----- MATERIAL TO PROCESS -----

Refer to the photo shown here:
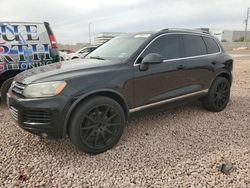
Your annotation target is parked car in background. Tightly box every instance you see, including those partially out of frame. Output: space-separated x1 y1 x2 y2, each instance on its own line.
8 29 233 154
59 49 75 61
0 22 60 102
68 46 97 59
59 51 70 61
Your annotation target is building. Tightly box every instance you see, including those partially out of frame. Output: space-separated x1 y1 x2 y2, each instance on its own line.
210 29 250 42
94 32 124 45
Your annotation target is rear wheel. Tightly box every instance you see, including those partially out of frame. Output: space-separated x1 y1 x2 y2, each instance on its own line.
69 97 125 154
203 77 231 112
1 78 13 104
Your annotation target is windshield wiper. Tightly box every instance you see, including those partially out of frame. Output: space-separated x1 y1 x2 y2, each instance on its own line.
89 56 105 60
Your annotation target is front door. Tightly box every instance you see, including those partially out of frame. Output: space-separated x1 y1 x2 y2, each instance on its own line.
134 34 188 107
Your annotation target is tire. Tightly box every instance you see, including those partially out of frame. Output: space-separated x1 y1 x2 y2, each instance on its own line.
1 78 14 104
203 77 231 112
69 96 125 154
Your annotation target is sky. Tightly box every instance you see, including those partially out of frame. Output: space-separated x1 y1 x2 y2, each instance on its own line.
0 0 250 44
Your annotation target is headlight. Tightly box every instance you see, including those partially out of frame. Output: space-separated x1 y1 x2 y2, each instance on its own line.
23 81 66 98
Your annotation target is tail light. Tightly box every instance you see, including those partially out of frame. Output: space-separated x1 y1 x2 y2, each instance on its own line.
49 35 57 48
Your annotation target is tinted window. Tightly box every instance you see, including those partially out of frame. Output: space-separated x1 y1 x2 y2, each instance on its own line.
183 35 207 57
141 35 181 60
203 37 220 54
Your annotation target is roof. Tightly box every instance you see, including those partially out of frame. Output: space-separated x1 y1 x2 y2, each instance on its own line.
160 28 210 34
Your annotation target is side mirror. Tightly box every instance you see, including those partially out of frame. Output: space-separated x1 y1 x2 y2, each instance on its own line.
140 53 163 70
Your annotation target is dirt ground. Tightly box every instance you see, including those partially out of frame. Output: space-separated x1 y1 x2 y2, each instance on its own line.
0 51 250 188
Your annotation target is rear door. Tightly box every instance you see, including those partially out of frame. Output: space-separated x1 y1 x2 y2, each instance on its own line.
182 34 216 92
134 34 188 107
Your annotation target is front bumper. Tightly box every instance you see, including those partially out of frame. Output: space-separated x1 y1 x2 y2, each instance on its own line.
7 91 70 138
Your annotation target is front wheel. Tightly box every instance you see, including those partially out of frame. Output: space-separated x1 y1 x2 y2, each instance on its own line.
69 96 125 154
203 77 231 112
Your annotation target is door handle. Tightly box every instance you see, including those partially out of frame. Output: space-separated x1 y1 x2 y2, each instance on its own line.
177 65 185 69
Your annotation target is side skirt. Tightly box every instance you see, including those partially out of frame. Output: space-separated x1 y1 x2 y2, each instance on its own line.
129 89 208 113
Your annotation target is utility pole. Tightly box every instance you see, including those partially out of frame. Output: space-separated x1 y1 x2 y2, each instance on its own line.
89 22 91 44
244 7 250 47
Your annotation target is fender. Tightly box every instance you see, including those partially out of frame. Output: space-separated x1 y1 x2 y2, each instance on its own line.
63 89 129 137
209 69 232 89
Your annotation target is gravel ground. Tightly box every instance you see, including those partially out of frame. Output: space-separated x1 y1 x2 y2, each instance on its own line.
0 56 250 188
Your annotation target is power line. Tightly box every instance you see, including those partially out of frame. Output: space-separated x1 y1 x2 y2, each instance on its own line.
244 7 250 45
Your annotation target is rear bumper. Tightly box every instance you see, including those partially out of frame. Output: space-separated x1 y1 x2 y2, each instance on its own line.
7 91 70 138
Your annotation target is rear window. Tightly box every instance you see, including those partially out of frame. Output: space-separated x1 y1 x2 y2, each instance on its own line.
142 35 181 60
203 37 220 54
183 35 207 57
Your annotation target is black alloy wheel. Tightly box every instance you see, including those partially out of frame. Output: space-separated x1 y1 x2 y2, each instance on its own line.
203 77 231 112
69 97 125 154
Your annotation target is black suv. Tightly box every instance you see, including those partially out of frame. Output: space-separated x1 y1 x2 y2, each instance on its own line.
8 29 233 154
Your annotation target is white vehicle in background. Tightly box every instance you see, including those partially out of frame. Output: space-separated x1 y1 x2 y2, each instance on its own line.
67 46 97 59
59 51 70 61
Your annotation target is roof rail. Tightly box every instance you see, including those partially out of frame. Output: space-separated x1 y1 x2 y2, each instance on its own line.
161 28 210 34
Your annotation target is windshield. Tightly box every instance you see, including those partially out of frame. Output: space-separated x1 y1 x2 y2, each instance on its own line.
86 34 150 60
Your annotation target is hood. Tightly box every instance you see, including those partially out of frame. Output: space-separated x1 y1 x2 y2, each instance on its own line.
15 59 119 84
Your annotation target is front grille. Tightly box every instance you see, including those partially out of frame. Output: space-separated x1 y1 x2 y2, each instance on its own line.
12 82 25 95
24 111 51 124
9 106 18 121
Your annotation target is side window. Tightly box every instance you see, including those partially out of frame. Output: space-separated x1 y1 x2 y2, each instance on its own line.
140 34 181 60
79 48 88 54
183 35 207 57
203 37 220 54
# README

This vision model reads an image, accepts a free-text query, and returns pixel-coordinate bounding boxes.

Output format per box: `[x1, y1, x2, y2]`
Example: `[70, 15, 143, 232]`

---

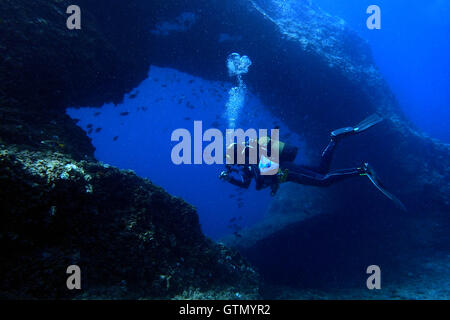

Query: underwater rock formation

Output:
[0, 145, 258, 299]
[0, 0, 258, 299]
[138, 0, 450, 246]
[0, 0, 450, 298]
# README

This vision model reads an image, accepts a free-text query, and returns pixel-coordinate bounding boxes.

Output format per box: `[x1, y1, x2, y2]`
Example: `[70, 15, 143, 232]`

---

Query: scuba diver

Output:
[219, 114, 406, 211]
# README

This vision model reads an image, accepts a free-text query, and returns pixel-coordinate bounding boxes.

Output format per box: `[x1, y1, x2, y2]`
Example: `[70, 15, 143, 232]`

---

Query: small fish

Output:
[129, 91, 139, 99]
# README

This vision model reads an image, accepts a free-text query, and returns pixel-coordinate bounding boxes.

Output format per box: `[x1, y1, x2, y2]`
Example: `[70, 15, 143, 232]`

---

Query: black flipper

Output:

-----

• PROBLEM DESCRIPTION: Reproduce the rows from the line containing "Your annotation target is windshield wiper." through the line containing "89 56 105 60", request included, scaling each box coordinate in the answer by 2.3 and rounding to whole numbers, with halves rounded up. Leave every other number unchanged.

• IN RESPONSE:
Your annotation target is windshield wiper. Tightly box every instance you see, including those partially out of frame. Output: space-separated x1 y1 x2 y2, each instance on its own line.
205 129 242 138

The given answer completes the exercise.